Instructions to follow: Copy out every line below, starting at the line that contains "the green painted" and ending after the last item, and shift each coordinate in the answers by -10. Leave all other text unchanged.

════════════════════

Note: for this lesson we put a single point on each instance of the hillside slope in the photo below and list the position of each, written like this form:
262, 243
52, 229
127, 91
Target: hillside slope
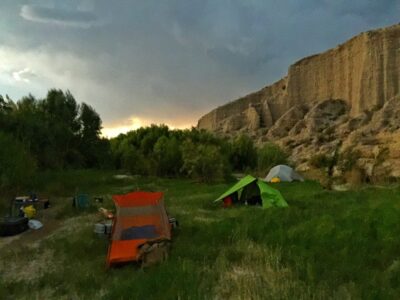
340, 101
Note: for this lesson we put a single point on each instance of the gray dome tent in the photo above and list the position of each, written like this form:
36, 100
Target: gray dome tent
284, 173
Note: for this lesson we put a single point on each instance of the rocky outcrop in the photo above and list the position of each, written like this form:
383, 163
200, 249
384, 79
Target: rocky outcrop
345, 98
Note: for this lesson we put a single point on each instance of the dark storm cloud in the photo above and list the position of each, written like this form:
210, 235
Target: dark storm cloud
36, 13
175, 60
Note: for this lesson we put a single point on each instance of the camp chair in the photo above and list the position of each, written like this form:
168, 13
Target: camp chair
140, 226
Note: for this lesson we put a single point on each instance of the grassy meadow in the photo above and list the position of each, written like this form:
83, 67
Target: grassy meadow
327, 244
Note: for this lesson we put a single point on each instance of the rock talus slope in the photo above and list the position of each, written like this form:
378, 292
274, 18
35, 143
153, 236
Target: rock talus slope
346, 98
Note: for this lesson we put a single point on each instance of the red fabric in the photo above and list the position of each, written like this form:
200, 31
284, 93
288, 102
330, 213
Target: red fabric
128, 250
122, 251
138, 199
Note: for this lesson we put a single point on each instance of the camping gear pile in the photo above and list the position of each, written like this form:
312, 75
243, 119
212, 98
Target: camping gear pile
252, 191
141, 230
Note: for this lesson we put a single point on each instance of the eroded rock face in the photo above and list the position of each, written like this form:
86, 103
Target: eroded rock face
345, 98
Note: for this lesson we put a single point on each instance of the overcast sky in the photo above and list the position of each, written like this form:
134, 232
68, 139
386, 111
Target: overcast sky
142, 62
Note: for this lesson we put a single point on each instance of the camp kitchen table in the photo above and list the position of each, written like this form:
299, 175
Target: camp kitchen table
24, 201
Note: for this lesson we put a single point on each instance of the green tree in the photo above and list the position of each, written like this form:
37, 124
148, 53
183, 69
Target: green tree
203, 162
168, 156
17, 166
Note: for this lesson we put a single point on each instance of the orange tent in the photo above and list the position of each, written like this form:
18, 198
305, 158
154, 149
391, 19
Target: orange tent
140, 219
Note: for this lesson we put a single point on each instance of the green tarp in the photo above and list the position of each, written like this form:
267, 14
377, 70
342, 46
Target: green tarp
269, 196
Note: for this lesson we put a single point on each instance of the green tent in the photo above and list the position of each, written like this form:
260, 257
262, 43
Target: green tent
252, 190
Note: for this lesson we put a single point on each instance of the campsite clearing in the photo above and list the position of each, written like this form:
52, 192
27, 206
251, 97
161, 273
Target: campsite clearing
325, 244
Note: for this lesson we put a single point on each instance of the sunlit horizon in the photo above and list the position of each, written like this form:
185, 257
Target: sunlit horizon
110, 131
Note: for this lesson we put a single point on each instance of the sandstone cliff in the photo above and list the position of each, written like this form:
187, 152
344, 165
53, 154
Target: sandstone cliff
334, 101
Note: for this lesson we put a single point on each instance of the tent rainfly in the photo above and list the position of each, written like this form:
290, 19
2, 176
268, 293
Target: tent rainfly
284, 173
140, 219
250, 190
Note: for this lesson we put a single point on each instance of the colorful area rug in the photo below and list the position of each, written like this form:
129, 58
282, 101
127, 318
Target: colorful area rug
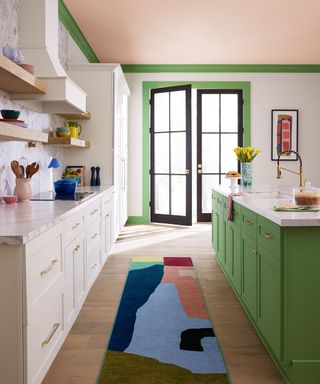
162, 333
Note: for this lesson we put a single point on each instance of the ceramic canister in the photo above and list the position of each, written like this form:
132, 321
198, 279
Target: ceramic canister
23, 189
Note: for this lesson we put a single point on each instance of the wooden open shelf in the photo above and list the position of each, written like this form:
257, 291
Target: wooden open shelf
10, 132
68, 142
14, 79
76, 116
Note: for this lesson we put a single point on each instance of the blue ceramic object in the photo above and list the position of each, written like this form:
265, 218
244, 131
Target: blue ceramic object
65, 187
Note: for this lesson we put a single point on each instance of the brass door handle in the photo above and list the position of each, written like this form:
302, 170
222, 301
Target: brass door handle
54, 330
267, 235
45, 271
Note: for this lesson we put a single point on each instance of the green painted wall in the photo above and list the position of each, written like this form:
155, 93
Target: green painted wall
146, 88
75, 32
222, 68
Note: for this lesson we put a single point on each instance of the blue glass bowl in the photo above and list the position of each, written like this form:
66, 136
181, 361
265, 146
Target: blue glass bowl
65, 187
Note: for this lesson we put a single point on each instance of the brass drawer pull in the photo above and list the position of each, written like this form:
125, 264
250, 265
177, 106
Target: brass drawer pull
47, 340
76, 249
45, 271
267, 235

════════════════════

Solution below:
Note: for this lesson we put a single point on each instance of the green painted wall in the photo above and list the position of each, written like this form:
155, 93
Target: green painted wall
136, 78
65, 22
212, 58
Note: for this lesson we put a single point on each instance of the blue glass bowl in the photo above and list the position of each, written like this form:
66, 136
181, 361
265, 146
Target: blue glass bowl
55, 177
Note: for this lesson we put a single point on each instance of the brass drawer pull in the photo above and list the position of each, written like this form:
125, 264
250, 265
177, 106
Target: brass drawer pull
37, 330
66, 239
35, 261
257, 225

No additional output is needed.